- Job a:
Locate every line in the listing that contains the string "handle", and copy each of those lines.

- Page extract:
* * *
Paris cathedral Mass comforts Kentucky students after Louvre heist interrupts class trip

Students and chaperones from Trinity High School in Whitesville, Ky., participating in the school’s fall 2025 Traveling Classroom trip, pose for a photo in Paris after they were in the Louvre during the Oct. 19, 2025, jewel heist. Seen behind them is Notre Dame Cathedral, where they attended Mass after the harrowing experience. (OSV News photo/courtesy Trinity High School)

By Elizabeth Wong Barnstead / The Western Kentucky Catholic, OSV News

(OSV News) — Participating in Mass together at the beautiful Notre Dame Cathedral in Paris brought comfort and peace to the students and chaperones from Trinity High School after being present during the historic Oct. 19 jewel heist from the Louvre just hours earlier.

“This was our last day” of the school’s Traveling Classroom trip to Europe, said Emily Hernandez, principal of Trinity High School in Whitesville, Kentucky, who was one of the three adult chaperones who led the group of 20 sophomores, juniors and seniors.

Traveling Classroom, launched by the late Father Richard Powers in 1999, is a program at Trinity that introduces students to the wider world outside Kentucky by visiting countries across the globe. Prior to the trip, which is held over fall break, the students spend a year studying and learning about the countries they will visit.
* * *
- Data supplied:
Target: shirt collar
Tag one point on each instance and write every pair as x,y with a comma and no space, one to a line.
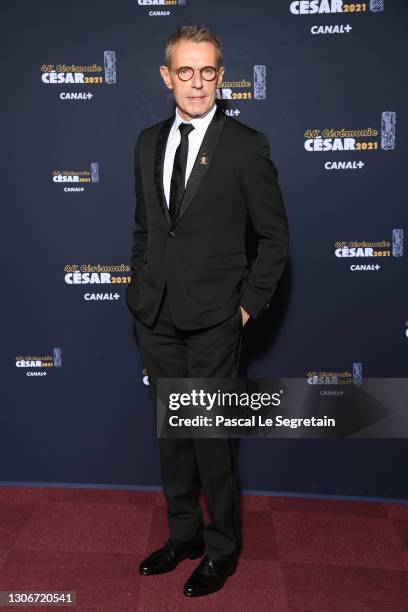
200,123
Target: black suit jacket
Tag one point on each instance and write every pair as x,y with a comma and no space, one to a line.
202,256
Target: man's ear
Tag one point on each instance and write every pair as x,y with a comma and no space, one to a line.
164,71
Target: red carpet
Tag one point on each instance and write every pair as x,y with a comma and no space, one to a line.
300,555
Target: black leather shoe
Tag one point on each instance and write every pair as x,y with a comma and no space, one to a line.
209,576
167,558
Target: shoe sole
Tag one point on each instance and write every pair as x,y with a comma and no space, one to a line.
230,573
192,556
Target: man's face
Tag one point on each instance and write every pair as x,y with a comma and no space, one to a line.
196,96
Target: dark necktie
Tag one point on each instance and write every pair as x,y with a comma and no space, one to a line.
178,176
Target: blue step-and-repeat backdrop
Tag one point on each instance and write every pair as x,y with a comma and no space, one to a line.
326,81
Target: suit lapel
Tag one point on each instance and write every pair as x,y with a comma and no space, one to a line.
200,167
159,163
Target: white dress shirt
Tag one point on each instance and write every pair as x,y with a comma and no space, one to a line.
195,139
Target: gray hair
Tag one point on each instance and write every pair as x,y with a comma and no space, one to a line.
195,34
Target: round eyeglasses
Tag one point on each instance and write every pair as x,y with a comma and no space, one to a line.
185,73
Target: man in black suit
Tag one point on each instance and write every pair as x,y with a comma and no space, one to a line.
201,179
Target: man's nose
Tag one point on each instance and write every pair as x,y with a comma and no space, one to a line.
197,80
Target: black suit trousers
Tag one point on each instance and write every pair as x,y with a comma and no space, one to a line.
191,464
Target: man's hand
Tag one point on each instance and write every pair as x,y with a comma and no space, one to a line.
245,316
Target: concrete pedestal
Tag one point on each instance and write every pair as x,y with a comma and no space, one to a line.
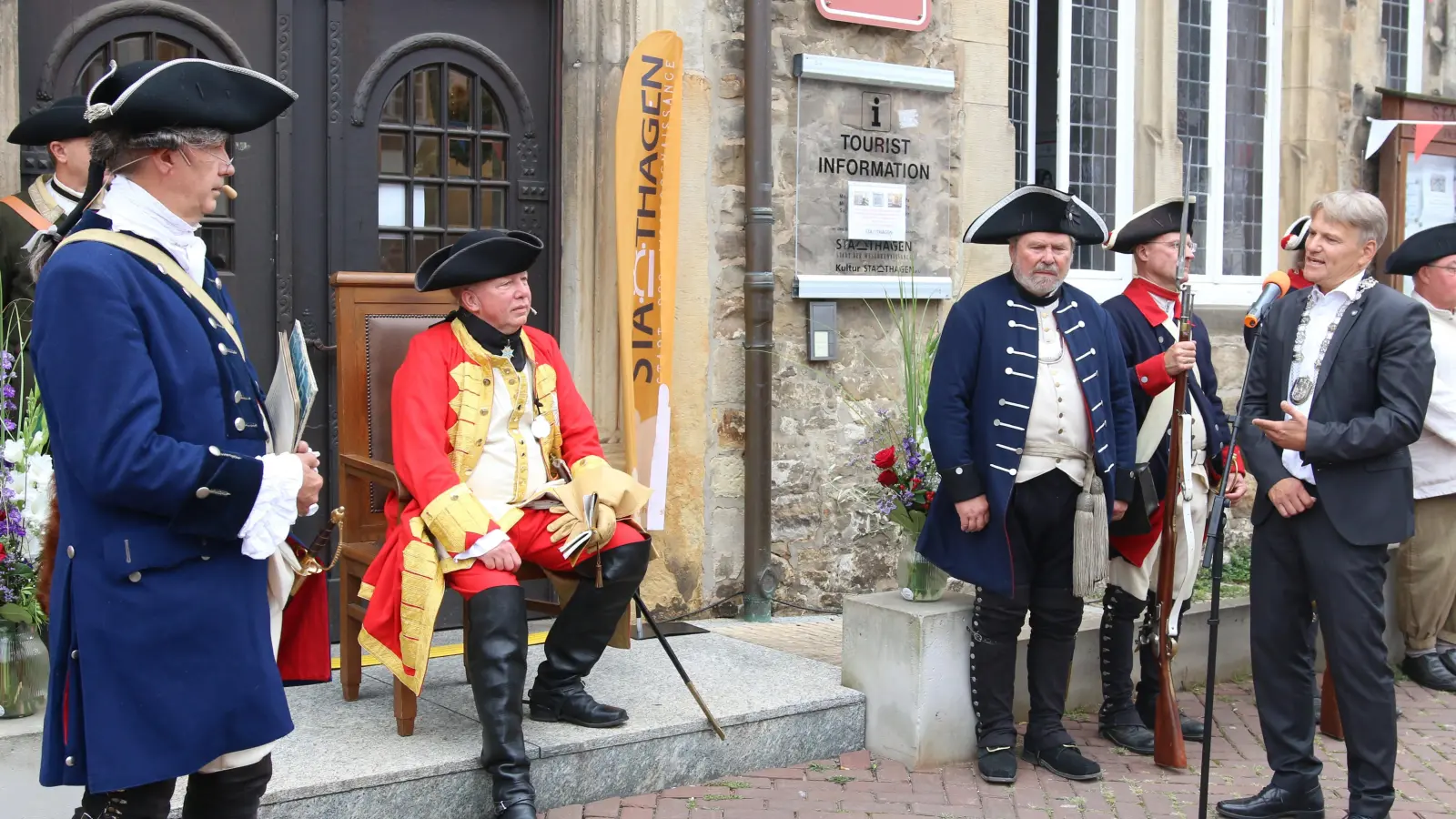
912,662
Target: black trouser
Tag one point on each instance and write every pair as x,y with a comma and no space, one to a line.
226,794
1038,525
1296,561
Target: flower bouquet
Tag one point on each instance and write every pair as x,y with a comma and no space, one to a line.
903,464
25,501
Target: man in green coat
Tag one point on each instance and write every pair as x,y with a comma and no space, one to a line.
66,133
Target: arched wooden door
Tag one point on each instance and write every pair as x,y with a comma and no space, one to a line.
240,234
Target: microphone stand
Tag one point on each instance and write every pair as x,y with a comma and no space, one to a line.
1213,542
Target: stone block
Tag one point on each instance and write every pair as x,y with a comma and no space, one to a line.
910,662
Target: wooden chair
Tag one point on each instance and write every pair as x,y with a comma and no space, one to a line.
376,318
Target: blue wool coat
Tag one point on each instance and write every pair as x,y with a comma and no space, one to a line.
977,413
160,647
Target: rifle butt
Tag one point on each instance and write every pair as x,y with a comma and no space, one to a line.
1168,743
1330,723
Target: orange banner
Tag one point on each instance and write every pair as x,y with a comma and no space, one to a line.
647,256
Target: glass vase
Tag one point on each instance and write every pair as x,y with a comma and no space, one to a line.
25,666
919,579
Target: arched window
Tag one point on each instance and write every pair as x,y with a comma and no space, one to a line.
443,146
217,229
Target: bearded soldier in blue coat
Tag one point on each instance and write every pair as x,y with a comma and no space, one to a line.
1031,426
1145,315
167,593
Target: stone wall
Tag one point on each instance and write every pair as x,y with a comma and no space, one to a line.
826,542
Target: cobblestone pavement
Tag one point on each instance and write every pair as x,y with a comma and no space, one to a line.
858,785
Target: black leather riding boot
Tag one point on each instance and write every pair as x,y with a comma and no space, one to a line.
1150,685
497,661
142,802
1120,722
995,627
228,794
580,636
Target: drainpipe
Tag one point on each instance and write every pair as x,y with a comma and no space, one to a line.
757,290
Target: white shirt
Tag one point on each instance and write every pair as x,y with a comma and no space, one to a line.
1322,314
1059,411
1433,455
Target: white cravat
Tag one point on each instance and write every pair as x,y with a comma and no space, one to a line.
1321,315
130,207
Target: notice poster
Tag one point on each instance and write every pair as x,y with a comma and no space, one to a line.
877,212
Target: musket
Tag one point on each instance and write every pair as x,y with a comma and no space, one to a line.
1168,743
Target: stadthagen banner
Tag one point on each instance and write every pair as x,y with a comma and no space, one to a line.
647,193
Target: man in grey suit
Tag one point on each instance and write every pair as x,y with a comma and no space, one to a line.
1339,388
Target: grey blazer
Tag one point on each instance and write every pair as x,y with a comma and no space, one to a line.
1369,405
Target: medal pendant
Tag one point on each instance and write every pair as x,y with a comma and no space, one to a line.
1303,387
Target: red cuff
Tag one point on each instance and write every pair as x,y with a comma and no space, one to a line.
1152,375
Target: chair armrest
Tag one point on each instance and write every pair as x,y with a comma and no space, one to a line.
376,471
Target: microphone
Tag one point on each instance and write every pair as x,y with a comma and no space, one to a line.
1274,288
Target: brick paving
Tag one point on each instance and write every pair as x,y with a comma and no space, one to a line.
858,785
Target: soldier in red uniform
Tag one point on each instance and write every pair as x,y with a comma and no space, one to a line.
499,462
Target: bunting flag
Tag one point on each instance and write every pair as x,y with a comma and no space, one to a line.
1380,130
1423,137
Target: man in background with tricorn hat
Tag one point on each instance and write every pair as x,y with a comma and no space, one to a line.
1031,426
1147,315
1426,564
66,136
169,579
499,462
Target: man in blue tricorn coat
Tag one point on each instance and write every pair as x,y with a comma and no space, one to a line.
1031,424
169,581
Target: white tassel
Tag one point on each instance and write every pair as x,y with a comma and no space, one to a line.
1089,541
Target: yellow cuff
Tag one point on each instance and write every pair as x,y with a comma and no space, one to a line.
456,515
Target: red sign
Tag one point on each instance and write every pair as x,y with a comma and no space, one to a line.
909,15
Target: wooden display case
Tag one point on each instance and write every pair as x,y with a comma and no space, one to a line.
1417,194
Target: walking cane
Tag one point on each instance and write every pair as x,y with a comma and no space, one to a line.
679,666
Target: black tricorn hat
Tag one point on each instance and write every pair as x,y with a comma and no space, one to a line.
477,257
150,95
1421,249
1293,238
63,120
1034,208
1149,223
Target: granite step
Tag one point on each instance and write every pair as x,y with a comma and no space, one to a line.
344,760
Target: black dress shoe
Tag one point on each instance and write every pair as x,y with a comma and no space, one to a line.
1133,738
1065,761
1276,804
1429,671
996,765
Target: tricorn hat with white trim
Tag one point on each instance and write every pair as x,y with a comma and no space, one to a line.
1293,238
480,256
1423,248
63,120
150,95
1034,208
1149,223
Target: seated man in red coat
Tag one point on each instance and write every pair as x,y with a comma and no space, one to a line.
499,462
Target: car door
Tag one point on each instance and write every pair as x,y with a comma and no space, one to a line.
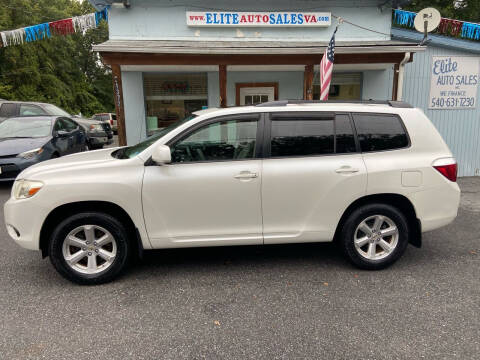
210,193
313,173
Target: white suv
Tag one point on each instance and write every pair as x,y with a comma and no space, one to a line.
371,176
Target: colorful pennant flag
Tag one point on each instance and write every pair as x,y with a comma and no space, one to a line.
60,27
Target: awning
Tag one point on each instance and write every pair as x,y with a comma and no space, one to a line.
252,47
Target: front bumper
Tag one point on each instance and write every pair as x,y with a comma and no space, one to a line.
11,167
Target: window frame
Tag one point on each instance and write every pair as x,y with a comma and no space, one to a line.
15,106
402,124
259,141
19,109
73,122
306,115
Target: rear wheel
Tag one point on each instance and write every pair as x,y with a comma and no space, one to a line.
374,236
89,248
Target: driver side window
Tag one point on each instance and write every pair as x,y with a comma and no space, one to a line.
221,141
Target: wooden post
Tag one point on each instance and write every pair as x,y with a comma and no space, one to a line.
223,85
119,108
308,82
395,82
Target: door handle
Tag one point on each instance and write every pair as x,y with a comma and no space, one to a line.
346,170
246,175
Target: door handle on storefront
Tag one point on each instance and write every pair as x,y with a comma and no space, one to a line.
246,175
346,170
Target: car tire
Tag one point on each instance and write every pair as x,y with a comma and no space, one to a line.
89,248
374,236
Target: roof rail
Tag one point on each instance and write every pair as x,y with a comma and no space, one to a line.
395,104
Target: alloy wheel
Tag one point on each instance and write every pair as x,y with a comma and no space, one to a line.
89,249
376,237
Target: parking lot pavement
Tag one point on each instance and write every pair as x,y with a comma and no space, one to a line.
275,302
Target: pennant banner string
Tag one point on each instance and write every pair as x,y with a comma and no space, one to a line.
60,27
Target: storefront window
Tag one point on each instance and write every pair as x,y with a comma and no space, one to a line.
171,97
343,87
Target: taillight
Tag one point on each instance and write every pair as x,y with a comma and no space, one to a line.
447,167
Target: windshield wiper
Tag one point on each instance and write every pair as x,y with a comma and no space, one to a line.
16,137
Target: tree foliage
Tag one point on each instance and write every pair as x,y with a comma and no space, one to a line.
465,10
62,70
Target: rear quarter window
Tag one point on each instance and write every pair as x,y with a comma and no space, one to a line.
8,109
379,132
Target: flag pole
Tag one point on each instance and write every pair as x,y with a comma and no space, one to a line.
328,68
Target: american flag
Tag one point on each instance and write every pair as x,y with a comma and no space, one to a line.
326,68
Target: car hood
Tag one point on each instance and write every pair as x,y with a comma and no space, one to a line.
77,162
14,147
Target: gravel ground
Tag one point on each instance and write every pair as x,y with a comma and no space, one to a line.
275,302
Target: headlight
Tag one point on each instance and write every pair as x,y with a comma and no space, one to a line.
31,153
96,128
23,189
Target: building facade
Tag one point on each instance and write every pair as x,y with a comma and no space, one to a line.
170,59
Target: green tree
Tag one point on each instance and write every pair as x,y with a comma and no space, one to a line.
62,70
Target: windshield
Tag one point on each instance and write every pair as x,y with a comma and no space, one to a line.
131,151
54,110
25,128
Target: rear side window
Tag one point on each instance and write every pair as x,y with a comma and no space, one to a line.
301,137
344,137
8,110
317,135
377,132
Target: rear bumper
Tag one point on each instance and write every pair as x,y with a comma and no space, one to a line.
436,207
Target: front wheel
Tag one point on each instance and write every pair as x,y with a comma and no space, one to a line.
89,248
374,236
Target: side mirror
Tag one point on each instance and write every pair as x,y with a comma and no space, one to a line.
62,133
162,155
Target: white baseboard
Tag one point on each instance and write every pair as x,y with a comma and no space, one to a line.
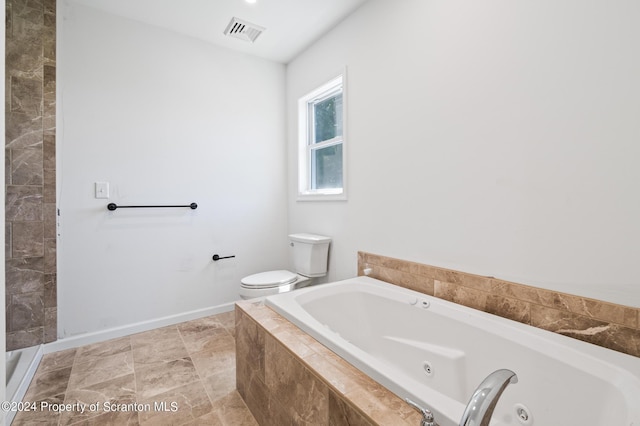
112,333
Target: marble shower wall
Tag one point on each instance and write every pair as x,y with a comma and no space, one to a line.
30,180
604,324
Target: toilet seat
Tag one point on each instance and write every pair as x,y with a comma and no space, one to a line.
269,279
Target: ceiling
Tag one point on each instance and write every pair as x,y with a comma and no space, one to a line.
291,25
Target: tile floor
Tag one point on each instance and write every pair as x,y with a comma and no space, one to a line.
190,366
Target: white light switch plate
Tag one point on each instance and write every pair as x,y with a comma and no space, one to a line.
102,189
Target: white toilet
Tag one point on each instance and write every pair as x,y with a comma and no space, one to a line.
308,253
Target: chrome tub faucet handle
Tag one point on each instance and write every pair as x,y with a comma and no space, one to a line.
427,416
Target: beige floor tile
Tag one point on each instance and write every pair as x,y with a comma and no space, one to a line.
95,400
103,349
48,383
177,406
220,385
233,411
191,364
156,379
101,369
158,353
39,416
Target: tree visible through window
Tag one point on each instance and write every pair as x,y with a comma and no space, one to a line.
322,118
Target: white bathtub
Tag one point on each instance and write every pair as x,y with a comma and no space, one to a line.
436,353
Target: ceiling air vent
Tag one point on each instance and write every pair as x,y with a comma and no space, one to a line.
243,30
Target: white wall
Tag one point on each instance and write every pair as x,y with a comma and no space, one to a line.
3,325
499,138
165,119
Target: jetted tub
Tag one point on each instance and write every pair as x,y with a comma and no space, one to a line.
437,352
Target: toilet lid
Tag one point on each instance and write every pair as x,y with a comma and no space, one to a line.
269,279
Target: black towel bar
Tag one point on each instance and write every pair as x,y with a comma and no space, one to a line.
217,257
113,206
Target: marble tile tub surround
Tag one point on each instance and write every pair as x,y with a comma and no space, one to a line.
191,364
286,377
604,324
30,170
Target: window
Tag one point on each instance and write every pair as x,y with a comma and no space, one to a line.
321,152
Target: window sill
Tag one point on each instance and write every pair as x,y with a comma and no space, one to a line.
321,196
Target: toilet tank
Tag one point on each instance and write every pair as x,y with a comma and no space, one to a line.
309,254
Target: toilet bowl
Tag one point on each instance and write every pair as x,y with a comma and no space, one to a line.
308,254
271,282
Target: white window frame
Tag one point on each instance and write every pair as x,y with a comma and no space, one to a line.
305,147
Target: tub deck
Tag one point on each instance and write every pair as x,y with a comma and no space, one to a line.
283,374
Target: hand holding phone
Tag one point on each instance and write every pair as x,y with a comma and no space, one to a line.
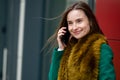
62,37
* * *
- Job b:
Using the article on the Kentucky students at the Louvre heist, answer the following:
(i) Who launched the Traveling Classroom program, and in what year?
(ii) How many adult chaperones led the student group?
(iii) In which cathedral did the group attend Mass after the heist?

- Exercise answer a:
Target: door handle
Target: door handle on storefront
Target: chrome tub faucet handle

- Exercise answer b:
(i) Father Richard Powers, in 1999.
(ii) Three.
(iii) Notre Dame Cathedral in Paris.